### READING PASSAGE
You can do better than dicts for structured data

27 Dec, 2023

Despite its extensive standard library, Python doesn’t have record or struct like data structures. dict became the de-facto data type for both structured and structured data. This lead to the use and abuse of “ad-hoc” structures that you can only understand by digging through the codebase. You can often find legacy code like this

def parse(data):
    ...

or its more helpful type-annotated version

def parse(data: dict):
    ...

What does data contain? what are its allowed keys? which values can the keys have? If you are lucky and the person responsible for that monstrosity still works on the project you can ask them, if not then get ready for some software archeology. In any case, you can, and you should do better. Do it for the next poor soul who has to modify that code.

There are better options to improve this code. As an example, you can pretend parse(data) takes a dict representing a writer with their name, year_of_birth and the books they have published. A valid input could be

{
    "name": "Paulo Coelho",
    "year_of_birth": 1947,
    "books": [
        {"title": "The Alchemist", "year_of_publication": 1988}
    ],
}

You could have used a more realistic date key for year_of_birth, which could be a timestamp, a datetime object, a str, etc.

Dataclasses

Introduced in Python 3.7 standard library, Dataclasses generate a couple of dunder methods automatically based on type annotations. Additionally, they come with handy methods and properties that a regular class doesn’t have, such as frozen, asdict(), etc.

Using dataclasses, you can write the example as

from dataclasses import dataclass

@dataclass
class Book:
    title: str
    year_of_publication: int


@dataclass
class Author:
    name: str
    year_of_birth: int
    books: list[Book]

def parse(data: Author):
    ...

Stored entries

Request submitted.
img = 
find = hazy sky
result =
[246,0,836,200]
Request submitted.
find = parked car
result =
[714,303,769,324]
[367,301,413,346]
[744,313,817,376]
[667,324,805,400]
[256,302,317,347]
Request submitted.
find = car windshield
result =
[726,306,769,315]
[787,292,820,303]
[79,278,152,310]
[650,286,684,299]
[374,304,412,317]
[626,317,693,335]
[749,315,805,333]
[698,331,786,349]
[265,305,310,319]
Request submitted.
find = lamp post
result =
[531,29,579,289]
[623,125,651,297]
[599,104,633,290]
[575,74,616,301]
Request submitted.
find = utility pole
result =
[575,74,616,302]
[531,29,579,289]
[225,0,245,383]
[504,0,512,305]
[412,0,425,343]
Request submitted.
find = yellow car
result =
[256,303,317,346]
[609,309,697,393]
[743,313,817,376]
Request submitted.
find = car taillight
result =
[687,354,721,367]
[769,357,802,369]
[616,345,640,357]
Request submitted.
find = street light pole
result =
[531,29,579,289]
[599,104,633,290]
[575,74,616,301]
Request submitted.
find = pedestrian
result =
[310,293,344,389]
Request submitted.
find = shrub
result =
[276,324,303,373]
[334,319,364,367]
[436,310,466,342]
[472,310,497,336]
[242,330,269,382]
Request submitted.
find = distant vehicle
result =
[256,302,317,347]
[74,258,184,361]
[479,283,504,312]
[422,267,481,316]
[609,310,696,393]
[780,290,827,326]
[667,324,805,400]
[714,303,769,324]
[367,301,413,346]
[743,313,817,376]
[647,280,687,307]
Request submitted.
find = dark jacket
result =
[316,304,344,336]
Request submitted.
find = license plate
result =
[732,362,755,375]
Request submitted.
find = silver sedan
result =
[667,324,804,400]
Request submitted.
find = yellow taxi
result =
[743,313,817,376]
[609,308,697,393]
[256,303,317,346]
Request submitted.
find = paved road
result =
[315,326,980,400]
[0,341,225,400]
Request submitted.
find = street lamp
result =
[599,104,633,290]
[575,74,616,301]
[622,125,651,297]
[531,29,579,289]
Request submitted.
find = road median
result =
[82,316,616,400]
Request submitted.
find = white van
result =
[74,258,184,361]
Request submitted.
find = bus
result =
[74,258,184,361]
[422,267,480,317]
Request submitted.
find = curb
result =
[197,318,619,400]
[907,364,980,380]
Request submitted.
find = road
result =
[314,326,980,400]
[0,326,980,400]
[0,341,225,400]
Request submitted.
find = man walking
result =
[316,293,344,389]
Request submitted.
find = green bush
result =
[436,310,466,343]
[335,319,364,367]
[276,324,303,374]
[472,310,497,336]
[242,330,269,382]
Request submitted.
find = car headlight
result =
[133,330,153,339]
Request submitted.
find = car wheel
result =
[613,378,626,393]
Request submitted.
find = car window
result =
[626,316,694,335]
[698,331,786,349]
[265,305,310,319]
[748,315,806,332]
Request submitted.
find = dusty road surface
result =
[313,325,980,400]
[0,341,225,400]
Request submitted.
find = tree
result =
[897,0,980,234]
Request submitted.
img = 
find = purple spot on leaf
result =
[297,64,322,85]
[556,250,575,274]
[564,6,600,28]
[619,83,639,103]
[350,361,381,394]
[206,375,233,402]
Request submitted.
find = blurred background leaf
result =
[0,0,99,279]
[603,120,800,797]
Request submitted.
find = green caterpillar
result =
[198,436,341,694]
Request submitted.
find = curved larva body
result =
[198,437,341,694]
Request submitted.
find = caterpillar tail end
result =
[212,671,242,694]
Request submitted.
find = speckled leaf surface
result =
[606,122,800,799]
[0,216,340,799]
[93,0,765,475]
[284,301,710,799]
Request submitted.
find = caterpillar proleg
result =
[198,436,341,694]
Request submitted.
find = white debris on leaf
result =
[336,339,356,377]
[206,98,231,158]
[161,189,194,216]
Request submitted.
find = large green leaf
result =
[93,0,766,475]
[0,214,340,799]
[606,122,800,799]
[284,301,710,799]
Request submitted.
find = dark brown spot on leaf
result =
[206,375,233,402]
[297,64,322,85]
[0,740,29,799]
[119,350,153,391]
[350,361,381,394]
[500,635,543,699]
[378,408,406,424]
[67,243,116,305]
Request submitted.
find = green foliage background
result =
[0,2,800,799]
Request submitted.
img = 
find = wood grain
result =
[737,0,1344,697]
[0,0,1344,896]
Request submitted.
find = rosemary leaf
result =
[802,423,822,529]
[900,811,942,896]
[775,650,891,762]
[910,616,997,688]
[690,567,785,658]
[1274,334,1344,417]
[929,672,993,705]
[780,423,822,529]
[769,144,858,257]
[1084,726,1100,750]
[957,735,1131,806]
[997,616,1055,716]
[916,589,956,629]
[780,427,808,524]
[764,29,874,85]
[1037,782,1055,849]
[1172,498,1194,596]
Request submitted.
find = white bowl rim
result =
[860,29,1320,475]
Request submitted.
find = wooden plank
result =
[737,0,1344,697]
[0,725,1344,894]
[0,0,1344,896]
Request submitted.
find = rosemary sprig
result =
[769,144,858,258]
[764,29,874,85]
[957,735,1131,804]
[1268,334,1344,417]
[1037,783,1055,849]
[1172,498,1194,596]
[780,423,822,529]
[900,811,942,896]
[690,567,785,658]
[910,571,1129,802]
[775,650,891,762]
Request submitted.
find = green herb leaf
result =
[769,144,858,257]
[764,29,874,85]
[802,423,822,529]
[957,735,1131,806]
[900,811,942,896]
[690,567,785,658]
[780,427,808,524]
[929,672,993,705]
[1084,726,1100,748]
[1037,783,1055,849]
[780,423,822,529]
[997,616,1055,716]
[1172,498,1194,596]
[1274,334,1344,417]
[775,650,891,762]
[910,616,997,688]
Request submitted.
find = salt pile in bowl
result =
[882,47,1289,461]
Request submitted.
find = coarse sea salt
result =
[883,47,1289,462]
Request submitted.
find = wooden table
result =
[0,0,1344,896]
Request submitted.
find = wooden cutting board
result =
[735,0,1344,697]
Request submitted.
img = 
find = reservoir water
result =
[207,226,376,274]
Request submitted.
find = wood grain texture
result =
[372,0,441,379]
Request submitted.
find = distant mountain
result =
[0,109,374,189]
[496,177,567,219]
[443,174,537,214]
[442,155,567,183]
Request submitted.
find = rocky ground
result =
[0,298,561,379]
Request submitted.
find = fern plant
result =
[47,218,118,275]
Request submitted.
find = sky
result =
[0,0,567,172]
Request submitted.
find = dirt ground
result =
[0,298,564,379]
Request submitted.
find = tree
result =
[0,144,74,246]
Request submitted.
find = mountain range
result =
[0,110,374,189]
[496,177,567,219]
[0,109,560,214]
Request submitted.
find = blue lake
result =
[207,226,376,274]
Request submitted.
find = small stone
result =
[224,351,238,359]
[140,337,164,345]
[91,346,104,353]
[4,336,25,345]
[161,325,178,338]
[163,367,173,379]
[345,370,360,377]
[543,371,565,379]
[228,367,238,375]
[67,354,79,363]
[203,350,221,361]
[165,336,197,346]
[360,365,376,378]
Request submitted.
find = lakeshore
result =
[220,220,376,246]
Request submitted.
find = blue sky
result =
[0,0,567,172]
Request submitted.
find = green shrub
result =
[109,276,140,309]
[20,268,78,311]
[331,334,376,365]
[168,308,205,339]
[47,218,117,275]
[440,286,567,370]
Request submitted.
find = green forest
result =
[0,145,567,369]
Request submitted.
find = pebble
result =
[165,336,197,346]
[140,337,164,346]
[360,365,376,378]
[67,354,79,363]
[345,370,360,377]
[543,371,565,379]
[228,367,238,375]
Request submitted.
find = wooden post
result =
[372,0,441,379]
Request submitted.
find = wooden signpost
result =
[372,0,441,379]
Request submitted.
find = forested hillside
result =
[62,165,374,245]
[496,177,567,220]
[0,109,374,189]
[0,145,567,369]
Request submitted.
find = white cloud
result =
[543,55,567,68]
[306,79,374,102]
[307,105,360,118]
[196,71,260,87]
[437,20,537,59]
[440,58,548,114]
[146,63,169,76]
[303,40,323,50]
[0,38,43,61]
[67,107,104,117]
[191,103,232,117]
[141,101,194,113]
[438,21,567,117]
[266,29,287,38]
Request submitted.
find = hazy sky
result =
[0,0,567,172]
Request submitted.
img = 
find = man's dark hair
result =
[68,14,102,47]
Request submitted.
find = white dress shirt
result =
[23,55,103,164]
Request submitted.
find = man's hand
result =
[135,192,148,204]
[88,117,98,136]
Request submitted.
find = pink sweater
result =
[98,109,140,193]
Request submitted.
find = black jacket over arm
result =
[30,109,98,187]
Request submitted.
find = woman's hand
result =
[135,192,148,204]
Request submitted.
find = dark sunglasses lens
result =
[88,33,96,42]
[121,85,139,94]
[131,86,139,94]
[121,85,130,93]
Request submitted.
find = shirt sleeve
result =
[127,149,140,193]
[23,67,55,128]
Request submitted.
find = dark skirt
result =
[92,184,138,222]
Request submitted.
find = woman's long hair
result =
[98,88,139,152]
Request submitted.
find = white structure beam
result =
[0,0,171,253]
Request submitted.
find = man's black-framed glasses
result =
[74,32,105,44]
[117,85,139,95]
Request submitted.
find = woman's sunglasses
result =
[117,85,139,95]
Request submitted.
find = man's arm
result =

### TASKS AND EXERCISES
**a.** According to the article on dicts for structured data, which Python version introduced Dataclasses to the standard library?
**b.** Extend the article on dicts for structured data, picking up right after its final code sample.

### ANSWERS BELOW
**a.** Python 3.7

**b.**
You don’t have to navigate through the code to find out what data contains. However, you now have to modify the code to construct Author from data. Also, remember that type hints are just hints, and not enforced by the interpreter at runtime. The following code runs successfully

book = Book(title="The Alchemist", year_of_publication="More than 30 years ago")

You have to rely on a type checker, such as mypy, to catch the error

error: Argument "year_of_publication" to "Book" has incompatible type "str"; expected "int"  [arg-type]

You have to be careful when defining mutable default types. Imagine that an Author should have an empty list of books as default value. The correct way of doing it would be

from dataclasses import dataclass

@dataclass
class Author:
    name: str
    year_of_birth: int
    books: list[Book] = field(default_factory=list) # or field(default_factory=lambda: [])

The following code would create a single shared list of books for every Author instance

books: list[Book] = []

Note also that dataclasses don’t parse nested fields by default. The following code

data = {
    "name": "Paulo Coelho",
    "year_of_birth": 1947,
    "books": [{"title": "The Alchemist", "year_of_publication": 1988}],
}

Author(**data)

produces

Author(name='Paulo Coelho', year_of_birth=1947, books=[{'title': 'The Alchemist', 'year_of_publication': 1988}])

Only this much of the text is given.